------ MATERIAL PROVIDED
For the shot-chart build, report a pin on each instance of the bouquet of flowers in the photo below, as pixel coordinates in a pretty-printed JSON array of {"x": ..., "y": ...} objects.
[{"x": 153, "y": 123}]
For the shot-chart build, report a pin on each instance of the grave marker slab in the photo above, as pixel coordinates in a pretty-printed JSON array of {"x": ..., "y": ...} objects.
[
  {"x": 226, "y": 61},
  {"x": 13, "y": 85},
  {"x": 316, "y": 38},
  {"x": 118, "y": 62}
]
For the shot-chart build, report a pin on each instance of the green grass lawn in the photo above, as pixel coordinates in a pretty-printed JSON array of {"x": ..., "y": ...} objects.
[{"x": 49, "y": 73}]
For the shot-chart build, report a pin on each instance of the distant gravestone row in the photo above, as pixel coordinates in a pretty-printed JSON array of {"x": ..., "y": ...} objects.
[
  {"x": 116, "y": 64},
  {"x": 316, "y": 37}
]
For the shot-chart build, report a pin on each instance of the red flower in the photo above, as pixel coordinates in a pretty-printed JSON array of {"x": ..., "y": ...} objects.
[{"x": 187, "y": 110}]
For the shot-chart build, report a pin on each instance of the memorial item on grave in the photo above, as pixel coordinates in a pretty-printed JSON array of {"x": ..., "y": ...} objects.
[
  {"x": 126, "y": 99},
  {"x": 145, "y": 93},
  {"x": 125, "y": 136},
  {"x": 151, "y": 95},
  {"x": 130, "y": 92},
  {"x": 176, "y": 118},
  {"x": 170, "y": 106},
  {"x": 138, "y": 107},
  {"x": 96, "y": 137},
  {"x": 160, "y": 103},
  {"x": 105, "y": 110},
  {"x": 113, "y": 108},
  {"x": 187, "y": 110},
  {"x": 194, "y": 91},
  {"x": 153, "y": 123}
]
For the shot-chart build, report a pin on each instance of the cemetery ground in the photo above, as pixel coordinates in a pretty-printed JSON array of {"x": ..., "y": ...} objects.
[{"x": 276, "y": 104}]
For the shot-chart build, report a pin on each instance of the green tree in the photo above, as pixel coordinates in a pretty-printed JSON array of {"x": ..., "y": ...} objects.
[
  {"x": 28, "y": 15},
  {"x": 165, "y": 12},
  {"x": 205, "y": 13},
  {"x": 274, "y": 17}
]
------------
# EXERCISE PROMPT
Write each entry out again, exactly as it reads above.

# RESULT BELOW
For the shot-chart build, report a pin on each instance of the bouquet of flowers in the photo below, as pixel coordinates in a pretty-printed JSON array of {"x": ..., "y": ...} objects.
[{"x": 153, "y": 123}]
For the shot-chart build, report a pin on each instance of the grave marker slab in the photo above, as pixel coordinates in a pretty-printed JSON array of {"x": ..., "y": ...} objects.
[
  {"x": 226, "y": 61},
  {"x": 13, "y": 85},
  {"x": 316, "y": 38},
  {"x": 118, "y": 62}
]
For the shot-chart build, report a pin on each instance of the green grass lawn in the photo above, as pixel coordinates in a pretty-printed JSON array of {"x": ..., "y": ...} objects.
[{"x": 49, "y": 73}]
For the shot-chart build, report a pin on each instance of the distant gravestone row in the photo above, as pixel coordinates in a pretty-printed JSON array of {"x": ..., "y": ...} objects.
[
  {"x": 116, "y": 64},
  {"x": 316, "y": 37}
]
For the shot-chart build, report a pin on each instance of the red flower in the photo above, as pixel coordinates in a pretty-printed JSON array of {"x": ..., "y": ...} objects.
[{"x": 187, "y": 110}]
For the shot-chart build, report a pin on each instance of the memorial item on grave in the photo above, as pixel coordinates in a pretty-printed JSON array of {"x": ..., "y": ...} objects.
[
  {"x": 126, "y": 99},
  {"x": 145, "y": 93},
  {"x": 125, "y": 136},
  {"x": 151, "y": 95},
  {"x": 130, "y": 92},
  {"x": 176, "y": 118},
  {"x": 170, "y": 106},
  {"x": 138, "y": 107},
  {"x": 96, "y": 137},
  {"x": 160, "y": 103},
  {"x": 105, "y": 110},
  {"x": 113, "y": 108},
  {"x": 187, "y": 110},
  {"x": 194, "y": 91},
  {"x": 153, "y": 123}
]
For the shot-chart build, report a pin on each instance of the cemetery ground in the photo above, as pixel coordinates in a pretty-printed JSON array of {"x": ..., "y": ...} objects.
[{"x": 276, "y": 104}]
For the shot-chart build, report a pin on each instance of the green tree in the photo above, as pixel coordinates in a pretty-printed JSON array of {"x": ..., "y": ...} objects.
[
  {"x": 28, "y": 15},
  {"x": 165, "y": 12},
  {"x": 205, "y": 13},
  {"x": 274, "y": 17}
]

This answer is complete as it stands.